> _TASK_: When the string "woman" is part of a line in the data below, report the whole line.

> _SUPPLIED DATA_:
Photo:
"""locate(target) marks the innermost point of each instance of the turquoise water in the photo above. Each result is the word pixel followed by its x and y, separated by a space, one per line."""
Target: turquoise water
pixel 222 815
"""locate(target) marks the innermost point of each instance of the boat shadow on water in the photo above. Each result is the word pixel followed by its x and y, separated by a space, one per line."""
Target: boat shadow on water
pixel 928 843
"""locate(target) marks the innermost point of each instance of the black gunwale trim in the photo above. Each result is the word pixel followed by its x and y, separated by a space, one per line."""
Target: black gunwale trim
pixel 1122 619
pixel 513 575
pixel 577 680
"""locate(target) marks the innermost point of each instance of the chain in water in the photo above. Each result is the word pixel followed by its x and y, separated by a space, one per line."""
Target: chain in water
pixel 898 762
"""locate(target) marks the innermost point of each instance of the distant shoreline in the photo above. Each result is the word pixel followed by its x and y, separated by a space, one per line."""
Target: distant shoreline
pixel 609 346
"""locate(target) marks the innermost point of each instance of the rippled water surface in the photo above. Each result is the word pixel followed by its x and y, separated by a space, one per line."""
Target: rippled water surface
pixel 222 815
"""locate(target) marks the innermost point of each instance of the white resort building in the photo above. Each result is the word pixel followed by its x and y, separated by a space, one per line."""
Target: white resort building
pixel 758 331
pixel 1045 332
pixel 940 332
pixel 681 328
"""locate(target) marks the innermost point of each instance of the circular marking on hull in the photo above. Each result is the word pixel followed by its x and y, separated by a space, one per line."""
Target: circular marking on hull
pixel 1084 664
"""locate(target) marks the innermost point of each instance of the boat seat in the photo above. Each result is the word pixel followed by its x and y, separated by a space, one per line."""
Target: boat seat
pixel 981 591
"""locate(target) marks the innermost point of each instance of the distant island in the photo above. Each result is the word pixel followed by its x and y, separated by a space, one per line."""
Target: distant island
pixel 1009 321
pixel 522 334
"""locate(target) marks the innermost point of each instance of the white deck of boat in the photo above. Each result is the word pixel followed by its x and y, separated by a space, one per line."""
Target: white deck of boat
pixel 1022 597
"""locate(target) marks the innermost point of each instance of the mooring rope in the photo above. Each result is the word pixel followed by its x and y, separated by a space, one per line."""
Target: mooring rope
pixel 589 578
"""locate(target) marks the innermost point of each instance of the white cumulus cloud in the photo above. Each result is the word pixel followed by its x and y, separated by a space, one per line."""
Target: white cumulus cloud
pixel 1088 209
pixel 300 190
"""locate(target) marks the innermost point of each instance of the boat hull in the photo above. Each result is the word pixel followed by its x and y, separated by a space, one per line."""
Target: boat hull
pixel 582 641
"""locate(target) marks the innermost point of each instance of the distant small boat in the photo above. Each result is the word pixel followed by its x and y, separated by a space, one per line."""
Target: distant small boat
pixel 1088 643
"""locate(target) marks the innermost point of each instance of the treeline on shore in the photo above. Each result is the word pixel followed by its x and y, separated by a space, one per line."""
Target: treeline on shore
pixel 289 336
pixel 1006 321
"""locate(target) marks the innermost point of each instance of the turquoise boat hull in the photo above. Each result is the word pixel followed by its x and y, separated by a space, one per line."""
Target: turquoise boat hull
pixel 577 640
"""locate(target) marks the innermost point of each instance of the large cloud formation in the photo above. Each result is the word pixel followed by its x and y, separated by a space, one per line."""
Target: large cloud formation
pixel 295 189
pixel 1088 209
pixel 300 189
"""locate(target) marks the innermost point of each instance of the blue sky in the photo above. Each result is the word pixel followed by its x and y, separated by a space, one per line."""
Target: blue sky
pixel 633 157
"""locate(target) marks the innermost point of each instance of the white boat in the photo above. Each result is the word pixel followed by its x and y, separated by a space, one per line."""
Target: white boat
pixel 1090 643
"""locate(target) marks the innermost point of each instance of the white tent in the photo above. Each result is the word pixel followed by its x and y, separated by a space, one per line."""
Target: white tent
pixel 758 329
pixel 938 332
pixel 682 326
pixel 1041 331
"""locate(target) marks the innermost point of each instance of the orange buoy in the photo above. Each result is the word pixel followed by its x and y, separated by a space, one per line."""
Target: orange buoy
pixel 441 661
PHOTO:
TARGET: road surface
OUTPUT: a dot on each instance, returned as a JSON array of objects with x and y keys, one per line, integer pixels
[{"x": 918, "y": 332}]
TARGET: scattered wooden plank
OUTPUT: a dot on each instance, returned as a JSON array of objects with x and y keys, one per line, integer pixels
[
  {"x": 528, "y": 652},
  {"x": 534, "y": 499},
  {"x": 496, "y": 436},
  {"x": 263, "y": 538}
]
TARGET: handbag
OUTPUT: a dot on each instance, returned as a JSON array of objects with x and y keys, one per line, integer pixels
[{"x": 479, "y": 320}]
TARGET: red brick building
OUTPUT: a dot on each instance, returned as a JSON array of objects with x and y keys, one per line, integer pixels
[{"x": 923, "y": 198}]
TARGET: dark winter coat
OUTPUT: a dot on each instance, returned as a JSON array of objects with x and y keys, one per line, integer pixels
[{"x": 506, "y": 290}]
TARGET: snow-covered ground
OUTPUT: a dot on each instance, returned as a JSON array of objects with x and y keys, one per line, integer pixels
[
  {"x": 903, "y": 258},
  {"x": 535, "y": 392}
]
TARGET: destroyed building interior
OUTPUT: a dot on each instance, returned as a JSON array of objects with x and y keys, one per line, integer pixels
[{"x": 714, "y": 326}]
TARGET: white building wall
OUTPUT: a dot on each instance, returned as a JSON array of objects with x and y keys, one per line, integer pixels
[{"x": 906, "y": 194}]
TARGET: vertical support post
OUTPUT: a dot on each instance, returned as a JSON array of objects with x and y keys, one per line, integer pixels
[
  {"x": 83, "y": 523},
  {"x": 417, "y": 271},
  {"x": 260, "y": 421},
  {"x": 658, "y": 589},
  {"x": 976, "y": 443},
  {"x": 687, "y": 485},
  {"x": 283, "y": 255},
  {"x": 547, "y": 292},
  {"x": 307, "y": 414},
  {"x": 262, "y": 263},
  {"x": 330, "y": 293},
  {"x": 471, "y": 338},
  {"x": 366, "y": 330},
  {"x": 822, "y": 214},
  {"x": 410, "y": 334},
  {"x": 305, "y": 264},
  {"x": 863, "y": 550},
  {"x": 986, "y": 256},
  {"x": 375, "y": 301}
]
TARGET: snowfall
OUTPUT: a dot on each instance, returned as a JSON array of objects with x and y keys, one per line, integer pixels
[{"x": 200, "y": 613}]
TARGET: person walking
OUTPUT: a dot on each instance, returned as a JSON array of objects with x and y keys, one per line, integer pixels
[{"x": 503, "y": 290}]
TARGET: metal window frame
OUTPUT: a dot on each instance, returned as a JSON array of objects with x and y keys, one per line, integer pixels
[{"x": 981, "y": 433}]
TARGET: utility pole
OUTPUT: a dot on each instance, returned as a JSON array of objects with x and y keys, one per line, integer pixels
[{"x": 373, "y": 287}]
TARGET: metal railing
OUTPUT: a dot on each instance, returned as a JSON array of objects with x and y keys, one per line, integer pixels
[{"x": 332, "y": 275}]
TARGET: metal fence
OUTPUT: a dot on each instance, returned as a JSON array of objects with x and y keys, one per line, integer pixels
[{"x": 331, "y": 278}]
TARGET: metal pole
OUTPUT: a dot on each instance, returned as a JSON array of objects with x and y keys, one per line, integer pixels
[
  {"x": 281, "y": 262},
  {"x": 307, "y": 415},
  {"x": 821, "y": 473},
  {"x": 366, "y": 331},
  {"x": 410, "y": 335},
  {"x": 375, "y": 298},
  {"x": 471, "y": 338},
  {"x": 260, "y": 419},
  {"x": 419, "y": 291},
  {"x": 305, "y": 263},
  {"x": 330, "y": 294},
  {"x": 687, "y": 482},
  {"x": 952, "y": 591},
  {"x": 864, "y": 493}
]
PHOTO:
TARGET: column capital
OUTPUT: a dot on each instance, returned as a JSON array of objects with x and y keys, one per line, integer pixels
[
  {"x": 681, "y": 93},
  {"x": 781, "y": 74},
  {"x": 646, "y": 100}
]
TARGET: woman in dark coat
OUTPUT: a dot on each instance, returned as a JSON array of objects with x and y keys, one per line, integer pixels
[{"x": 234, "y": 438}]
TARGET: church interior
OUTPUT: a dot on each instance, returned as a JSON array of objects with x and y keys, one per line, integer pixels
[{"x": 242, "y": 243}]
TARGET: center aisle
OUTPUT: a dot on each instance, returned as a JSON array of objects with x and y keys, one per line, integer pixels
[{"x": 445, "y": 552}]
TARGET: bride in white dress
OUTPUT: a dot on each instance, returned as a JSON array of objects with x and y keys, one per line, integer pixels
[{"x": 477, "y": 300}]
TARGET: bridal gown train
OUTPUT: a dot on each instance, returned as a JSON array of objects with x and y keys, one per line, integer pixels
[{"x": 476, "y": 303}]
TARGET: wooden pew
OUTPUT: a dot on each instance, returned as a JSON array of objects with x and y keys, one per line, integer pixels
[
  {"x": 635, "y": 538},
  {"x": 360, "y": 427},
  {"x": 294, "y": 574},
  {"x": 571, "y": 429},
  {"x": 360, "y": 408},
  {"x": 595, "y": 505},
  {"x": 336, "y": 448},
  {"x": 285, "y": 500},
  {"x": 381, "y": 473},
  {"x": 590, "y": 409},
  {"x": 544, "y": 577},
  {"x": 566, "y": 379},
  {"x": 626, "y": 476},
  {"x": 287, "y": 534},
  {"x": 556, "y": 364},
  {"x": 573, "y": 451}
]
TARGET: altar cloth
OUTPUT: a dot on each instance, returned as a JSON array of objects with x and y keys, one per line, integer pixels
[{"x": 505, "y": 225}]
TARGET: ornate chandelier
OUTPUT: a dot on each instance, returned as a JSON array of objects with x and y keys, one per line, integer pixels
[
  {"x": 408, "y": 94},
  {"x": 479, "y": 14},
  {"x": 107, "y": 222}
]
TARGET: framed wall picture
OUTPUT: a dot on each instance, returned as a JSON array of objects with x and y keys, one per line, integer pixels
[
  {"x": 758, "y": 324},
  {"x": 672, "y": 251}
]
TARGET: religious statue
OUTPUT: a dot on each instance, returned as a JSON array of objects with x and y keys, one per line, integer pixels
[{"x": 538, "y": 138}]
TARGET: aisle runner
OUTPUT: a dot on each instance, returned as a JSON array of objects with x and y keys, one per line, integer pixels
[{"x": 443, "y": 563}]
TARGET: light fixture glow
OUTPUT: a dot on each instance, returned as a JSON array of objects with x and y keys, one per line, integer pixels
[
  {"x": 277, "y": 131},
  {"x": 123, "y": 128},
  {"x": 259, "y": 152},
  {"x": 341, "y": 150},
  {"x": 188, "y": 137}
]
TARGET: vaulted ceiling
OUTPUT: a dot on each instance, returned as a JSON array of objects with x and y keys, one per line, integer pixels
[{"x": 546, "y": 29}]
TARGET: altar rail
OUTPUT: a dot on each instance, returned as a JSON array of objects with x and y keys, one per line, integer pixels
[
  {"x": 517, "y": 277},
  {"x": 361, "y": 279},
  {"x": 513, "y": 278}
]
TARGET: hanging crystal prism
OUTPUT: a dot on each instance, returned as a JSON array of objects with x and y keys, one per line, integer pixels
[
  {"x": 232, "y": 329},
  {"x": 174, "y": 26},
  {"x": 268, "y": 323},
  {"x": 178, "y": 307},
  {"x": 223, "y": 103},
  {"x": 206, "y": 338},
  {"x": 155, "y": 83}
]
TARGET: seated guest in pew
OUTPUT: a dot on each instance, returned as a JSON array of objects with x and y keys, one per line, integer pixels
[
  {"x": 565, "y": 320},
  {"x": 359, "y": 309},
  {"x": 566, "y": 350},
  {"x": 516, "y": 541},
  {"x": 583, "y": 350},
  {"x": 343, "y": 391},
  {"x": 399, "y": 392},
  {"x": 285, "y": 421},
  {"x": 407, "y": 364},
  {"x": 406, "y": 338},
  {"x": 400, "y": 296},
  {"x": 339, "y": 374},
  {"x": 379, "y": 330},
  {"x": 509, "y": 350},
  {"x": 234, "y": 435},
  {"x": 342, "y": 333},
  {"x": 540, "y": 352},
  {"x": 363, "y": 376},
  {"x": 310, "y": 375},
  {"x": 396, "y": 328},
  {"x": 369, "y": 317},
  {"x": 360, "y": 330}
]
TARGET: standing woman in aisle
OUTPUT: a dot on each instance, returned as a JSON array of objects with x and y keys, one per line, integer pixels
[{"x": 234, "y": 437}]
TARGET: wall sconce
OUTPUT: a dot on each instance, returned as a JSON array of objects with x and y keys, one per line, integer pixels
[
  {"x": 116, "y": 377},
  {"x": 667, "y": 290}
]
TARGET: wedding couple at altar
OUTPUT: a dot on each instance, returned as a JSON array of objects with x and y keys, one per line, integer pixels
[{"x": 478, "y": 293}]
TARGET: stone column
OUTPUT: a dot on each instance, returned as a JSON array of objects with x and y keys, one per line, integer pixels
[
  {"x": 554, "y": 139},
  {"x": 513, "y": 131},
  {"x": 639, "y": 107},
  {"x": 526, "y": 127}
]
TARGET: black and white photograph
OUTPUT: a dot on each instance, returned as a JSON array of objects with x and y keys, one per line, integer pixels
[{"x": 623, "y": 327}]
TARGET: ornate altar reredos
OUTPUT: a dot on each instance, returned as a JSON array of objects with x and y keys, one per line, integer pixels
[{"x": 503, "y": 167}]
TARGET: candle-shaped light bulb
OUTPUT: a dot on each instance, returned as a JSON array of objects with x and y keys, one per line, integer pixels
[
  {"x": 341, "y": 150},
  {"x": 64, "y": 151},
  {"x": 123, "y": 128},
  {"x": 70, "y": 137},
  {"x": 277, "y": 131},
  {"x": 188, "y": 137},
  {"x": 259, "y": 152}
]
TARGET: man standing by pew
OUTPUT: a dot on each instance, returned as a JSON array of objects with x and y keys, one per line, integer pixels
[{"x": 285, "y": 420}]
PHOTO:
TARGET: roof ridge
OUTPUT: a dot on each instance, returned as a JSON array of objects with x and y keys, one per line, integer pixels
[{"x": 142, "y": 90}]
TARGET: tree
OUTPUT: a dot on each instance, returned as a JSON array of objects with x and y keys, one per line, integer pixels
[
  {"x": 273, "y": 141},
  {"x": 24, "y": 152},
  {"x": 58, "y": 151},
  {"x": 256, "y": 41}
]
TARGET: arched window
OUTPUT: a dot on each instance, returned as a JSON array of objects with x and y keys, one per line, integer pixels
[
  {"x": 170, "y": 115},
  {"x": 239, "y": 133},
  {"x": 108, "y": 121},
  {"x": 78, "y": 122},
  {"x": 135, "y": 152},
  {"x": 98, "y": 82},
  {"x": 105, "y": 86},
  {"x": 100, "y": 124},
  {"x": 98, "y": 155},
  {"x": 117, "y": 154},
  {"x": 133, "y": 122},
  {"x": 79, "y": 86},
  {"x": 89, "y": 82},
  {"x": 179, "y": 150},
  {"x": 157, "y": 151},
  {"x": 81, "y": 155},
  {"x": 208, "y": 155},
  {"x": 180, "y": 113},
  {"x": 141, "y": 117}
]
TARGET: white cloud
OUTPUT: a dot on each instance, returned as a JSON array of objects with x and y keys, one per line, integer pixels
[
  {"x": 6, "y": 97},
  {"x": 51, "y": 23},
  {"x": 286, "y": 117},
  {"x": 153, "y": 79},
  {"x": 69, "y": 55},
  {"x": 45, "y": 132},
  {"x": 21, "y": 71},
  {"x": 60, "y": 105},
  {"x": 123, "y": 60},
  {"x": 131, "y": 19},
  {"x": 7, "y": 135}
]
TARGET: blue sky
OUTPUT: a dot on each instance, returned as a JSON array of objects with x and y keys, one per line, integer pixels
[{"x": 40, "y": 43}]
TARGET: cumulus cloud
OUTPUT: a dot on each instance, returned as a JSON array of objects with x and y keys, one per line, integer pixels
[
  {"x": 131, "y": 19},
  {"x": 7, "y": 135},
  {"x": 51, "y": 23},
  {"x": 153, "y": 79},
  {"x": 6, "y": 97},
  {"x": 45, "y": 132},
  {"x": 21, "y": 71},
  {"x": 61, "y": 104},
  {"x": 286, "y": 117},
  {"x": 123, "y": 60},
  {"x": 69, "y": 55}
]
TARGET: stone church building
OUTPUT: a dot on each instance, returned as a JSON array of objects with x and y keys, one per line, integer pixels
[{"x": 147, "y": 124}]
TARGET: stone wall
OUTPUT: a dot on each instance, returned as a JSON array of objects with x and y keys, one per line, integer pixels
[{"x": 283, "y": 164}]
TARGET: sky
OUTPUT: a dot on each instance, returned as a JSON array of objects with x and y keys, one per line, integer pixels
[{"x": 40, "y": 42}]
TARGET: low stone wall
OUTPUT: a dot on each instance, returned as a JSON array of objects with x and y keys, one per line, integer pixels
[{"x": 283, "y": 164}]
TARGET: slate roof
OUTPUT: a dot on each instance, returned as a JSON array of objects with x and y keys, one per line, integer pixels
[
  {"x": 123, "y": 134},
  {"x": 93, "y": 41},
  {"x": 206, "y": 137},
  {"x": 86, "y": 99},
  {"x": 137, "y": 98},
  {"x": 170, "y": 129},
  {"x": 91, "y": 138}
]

> _YOUR RESPONSE_:
TARGET: woman in dark coat
TARGET: standing woman in aisle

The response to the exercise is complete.